**PAGE:**
— BEGIN —
Nature and Content of the Corpus

The sources edited in the present volume all belong to the literary category of ritual texts. They concern, therefore, performances that might be classified as "ritual" — but how can we define such a wide and somehow elusive concept?

If we look at the form rather than the contents, lingering over the methodology of the performance more than over its essence, we could describe rituals as "patterned and ordered sequences of words and acts, often expressed in multiple media, whose contents and arrangements are characterized in varying degrees by formality (conventionality), stereotypy (rigidity), condensation (fusion), and redundancy (repetition)"[[1]] Such a description avoids all of the issues connected with the conjectural religious aspect of rituals, and their possible mystical and metaphysical values:[[2]] it remains valid, thus, within a wide range of different realities and also fits well within the Neo-Assyrian world.

When considering ritual texts stemming from first millennium Assyria, in fact, we must never forget that there was not a clear-cut separation in that universe between "sacred" and "secular" events. The entire civic experience was firmly anchored to a religious conception of the world: men at any social level were agents of the gods' will, and the cults performing in the temples erected within the Assyrian territory embodied such idea.
— END —
**PROBLEM SET:**
1 – Return the passage on Neo-Assyrian ritual texts word for word, starting at "If we look at" and ending after "the Neo-Assyrian world.".
2 – Write the next part of the passage on Neo-Assyrian ritual texts, picking up after its final sentence.

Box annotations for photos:
— BEGIN —
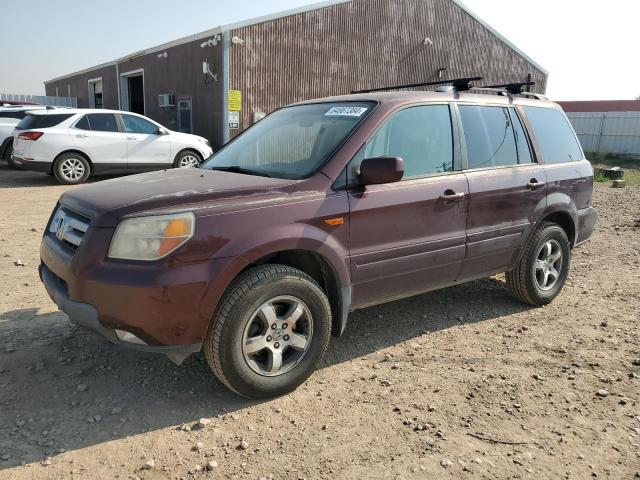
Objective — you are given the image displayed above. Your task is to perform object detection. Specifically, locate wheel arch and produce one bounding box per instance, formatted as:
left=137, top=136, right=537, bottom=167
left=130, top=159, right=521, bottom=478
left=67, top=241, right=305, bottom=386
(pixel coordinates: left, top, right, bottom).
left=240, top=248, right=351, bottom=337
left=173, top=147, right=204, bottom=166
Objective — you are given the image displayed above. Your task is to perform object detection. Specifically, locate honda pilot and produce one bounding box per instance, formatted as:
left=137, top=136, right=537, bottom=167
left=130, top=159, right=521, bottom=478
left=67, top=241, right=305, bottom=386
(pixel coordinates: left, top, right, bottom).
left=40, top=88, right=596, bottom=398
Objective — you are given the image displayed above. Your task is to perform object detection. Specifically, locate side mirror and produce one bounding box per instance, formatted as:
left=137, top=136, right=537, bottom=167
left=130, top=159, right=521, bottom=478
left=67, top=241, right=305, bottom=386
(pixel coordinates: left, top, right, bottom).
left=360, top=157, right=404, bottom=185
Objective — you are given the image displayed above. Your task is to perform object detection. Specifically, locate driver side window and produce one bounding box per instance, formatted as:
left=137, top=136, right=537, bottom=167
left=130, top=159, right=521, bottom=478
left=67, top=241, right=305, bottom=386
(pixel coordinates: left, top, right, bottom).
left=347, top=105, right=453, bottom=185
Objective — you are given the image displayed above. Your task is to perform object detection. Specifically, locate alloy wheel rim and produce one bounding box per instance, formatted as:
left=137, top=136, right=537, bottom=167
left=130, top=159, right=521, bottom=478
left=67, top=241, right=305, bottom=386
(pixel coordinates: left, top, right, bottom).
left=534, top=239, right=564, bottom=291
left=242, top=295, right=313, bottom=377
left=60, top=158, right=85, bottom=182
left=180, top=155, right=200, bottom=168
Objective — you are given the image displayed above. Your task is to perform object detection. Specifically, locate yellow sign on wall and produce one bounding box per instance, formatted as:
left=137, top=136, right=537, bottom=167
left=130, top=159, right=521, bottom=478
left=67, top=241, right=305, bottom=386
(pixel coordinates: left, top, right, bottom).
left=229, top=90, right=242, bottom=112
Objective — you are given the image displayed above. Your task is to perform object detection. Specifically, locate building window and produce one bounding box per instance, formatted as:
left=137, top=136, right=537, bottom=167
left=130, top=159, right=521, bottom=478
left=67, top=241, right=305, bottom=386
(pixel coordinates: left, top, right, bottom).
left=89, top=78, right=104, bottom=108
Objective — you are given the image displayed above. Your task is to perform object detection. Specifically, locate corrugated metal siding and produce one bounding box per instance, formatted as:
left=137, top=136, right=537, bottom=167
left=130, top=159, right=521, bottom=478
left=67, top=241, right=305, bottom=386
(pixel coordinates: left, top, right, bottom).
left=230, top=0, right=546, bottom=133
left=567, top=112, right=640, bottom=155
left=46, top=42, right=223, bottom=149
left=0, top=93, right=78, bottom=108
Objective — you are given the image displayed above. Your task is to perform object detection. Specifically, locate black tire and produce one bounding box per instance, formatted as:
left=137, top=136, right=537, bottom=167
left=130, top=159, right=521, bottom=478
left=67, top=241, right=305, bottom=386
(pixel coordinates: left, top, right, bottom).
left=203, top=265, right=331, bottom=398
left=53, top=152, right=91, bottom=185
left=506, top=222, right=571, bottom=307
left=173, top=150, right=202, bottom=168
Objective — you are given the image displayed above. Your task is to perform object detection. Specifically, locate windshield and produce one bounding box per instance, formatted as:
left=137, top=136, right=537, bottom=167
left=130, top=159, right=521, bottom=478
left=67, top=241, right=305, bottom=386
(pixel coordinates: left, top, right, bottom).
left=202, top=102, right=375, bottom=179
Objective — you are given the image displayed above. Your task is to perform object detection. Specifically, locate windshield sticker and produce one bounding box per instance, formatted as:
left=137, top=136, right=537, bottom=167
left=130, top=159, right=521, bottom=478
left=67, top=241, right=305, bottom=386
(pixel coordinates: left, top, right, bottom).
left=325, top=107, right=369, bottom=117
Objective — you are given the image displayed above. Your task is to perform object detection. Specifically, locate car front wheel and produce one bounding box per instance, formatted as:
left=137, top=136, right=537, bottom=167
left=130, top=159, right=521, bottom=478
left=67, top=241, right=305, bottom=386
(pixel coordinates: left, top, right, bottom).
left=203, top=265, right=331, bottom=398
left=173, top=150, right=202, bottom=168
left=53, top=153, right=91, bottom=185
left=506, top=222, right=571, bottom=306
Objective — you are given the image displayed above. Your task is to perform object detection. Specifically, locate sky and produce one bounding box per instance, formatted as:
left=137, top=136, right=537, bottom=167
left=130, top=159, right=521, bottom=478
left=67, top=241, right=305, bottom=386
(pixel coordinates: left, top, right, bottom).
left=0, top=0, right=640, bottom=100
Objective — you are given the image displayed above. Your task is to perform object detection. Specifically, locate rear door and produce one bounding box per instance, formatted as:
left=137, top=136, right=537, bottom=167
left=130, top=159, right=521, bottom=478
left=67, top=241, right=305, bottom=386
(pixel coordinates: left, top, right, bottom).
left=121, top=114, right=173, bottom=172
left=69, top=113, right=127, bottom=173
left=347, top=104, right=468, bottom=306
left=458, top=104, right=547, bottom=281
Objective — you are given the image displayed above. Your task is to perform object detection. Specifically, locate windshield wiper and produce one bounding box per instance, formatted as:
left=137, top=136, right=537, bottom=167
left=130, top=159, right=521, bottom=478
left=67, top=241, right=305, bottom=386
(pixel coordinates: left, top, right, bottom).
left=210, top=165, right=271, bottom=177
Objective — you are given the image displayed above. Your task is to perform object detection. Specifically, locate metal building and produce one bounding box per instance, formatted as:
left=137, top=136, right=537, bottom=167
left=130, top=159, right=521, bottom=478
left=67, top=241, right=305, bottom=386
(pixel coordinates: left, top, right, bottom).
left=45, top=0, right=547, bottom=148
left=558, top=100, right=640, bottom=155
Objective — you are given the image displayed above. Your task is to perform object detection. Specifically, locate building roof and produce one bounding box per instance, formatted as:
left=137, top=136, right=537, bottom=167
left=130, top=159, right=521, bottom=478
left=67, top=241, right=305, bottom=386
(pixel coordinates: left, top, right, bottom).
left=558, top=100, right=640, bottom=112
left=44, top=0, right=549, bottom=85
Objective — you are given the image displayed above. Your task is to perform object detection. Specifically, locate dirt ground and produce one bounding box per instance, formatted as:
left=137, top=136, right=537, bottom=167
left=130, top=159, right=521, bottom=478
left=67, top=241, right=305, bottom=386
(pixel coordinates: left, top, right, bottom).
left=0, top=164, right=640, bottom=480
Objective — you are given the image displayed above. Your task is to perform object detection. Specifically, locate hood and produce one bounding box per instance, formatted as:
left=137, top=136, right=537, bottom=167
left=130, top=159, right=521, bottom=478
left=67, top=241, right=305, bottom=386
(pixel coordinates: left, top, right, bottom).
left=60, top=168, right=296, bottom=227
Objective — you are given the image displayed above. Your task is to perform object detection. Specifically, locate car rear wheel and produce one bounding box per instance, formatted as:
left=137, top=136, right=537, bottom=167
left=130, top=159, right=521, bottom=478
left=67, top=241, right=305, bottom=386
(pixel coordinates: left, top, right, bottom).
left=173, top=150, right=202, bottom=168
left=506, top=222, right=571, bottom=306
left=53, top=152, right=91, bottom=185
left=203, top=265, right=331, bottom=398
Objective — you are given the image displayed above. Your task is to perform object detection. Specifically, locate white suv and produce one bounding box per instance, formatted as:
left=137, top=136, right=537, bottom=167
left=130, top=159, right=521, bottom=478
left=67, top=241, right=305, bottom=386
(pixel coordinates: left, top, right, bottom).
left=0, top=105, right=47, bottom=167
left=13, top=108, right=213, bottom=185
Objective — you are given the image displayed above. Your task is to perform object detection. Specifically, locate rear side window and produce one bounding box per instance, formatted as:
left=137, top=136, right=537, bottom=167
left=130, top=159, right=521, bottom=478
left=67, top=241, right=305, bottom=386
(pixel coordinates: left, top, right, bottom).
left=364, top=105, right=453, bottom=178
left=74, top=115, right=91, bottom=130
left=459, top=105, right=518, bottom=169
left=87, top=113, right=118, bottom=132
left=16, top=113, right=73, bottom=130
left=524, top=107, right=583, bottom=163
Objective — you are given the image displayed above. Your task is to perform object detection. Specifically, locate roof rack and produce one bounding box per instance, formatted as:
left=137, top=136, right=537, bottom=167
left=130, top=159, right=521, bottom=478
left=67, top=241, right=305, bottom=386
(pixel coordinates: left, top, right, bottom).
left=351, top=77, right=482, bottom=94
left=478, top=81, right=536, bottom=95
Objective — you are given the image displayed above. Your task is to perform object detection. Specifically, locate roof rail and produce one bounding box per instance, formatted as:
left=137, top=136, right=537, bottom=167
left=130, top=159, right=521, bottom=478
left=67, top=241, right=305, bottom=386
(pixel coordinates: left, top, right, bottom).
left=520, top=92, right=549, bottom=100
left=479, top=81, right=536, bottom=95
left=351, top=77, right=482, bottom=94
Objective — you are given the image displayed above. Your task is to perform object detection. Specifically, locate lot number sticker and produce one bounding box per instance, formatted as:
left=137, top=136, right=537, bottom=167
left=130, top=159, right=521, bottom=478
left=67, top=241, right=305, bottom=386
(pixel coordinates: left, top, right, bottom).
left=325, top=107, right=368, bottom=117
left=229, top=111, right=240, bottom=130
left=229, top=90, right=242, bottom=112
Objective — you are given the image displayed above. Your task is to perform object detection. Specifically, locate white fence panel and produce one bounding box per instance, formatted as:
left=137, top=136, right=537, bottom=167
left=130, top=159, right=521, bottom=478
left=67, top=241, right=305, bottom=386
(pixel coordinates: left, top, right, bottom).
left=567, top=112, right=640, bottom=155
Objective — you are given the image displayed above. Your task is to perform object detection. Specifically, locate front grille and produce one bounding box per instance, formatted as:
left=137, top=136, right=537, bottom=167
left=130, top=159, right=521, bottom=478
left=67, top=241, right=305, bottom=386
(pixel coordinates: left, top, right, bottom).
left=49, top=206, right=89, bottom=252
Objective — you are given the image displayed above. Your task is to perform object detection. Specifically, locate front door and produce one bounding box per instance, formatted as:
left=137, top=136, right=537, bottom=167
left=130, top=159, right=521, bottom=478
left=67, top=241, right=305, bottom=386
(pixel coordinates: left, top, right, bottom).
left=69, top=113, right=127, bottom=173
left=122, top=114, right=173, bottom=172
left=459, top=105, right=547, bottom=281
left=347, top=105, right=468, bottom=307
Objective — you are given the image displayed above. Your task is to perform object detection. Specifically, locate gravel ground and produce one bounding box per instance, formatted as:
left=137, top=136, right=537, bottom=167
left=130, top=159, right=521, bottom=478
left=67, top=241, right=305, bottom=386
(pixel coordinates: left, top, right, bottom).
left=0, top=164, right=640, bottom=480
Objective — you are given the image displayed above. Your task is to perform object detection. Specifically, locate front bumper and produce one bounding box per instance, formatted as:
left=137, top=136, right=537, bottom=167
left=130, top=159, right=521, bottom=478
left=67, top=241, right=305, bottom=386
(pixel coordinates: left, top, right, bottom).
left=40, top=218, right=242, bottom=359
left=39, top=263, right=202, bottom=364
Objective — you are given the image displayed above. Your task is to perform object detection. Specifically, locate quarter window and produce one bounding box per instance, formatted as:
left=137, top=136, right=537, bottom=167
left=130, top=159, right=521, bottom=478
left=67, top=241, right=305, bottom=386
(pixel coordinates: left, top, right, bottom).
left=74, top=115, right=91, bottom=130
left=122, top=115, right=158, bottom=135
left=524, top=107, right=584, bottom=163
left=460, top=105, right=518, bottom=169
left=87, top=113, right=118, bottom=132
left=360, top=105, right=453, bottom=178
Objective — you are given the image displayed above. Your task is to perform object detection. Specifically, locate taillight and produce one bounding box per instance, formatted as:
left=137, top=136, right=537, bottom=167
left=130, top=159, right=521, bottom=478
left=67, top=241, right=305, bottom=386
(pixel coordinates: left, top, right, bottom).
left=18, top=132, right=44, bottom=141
— END —
**ANSWERS TO EACH TASK:**
1 –
If we look at the form rather than the contents, lingering over the methodology of the performance more than over its essence, we could describe rituals as "patterned and ordered sequences of words and acts, often expressed in multiple media, whose contents and arrangements are characterized in varying degrees by formality (conventionality), stereotypy (rigidity), condensation (fusion), and redundancy (repetition)"[[1]] Such a description avoids all of the issues connected with the conjectural religious aspect of rituals, and their possible mystical and metaphysical values:[[2]] it remains valid, thus, within a wide range of different realities and also fits well within the Neo-Assyrian world.

2 –
To the extent that such moments when the human and divine worlds came into contact and interacted with each other were charged with symbolic and existential values, they needed to be regulated and exempted from any possible fault. Therefore, the adherence to a fixed tradition inherited by previous generations became crucial: these events were thus characterized by standardized sequences of acts carried out in conjunction with standardized sequences of words. This is particularly clear in the texts collected in the present volume, whose recurring series of acts may appear somewhat rigid and repetitive to the modern reader's eyes. However, a closer look at their contents reveals how such strict etiquette was applied to different contexts, and precisely these variables make each source assume a different and profound meaning in the light of the wider Neo-Assyrian cultural frame.

In an anthropological perspective, rituals use a multi-sensorial language in order to reach different audiences, and therefore have a particularly strong social impact on the human group that performs or attends them. As is the case in the sources presented here, they do not necessarily represent special actions: they could also reflect everyday acts (eating, washing hands, lighting a fire, taking someone's hand) that, due to the circumstances in which they are performed, are nevertheless explicitly marked as unique.[[3]]

Neo-Assyrian ritual texts neatly integrate them in the stream of Mesopotamian tradition, with the firm belief that humankind was created by gods in order to support, maintain and honour them. Sources stemming from the third millennium onward from every region of the ancient Near East are very keen on providing all the instructions for the perfect performance of the necessary activities, including feeding, washing, clothing, entertainment with songs and music, and many others.[[4]] These acts, seemingly simple, became specialized and ritualized, firmly integrated into temple life and elevated to a higher status because of their beneficiaries.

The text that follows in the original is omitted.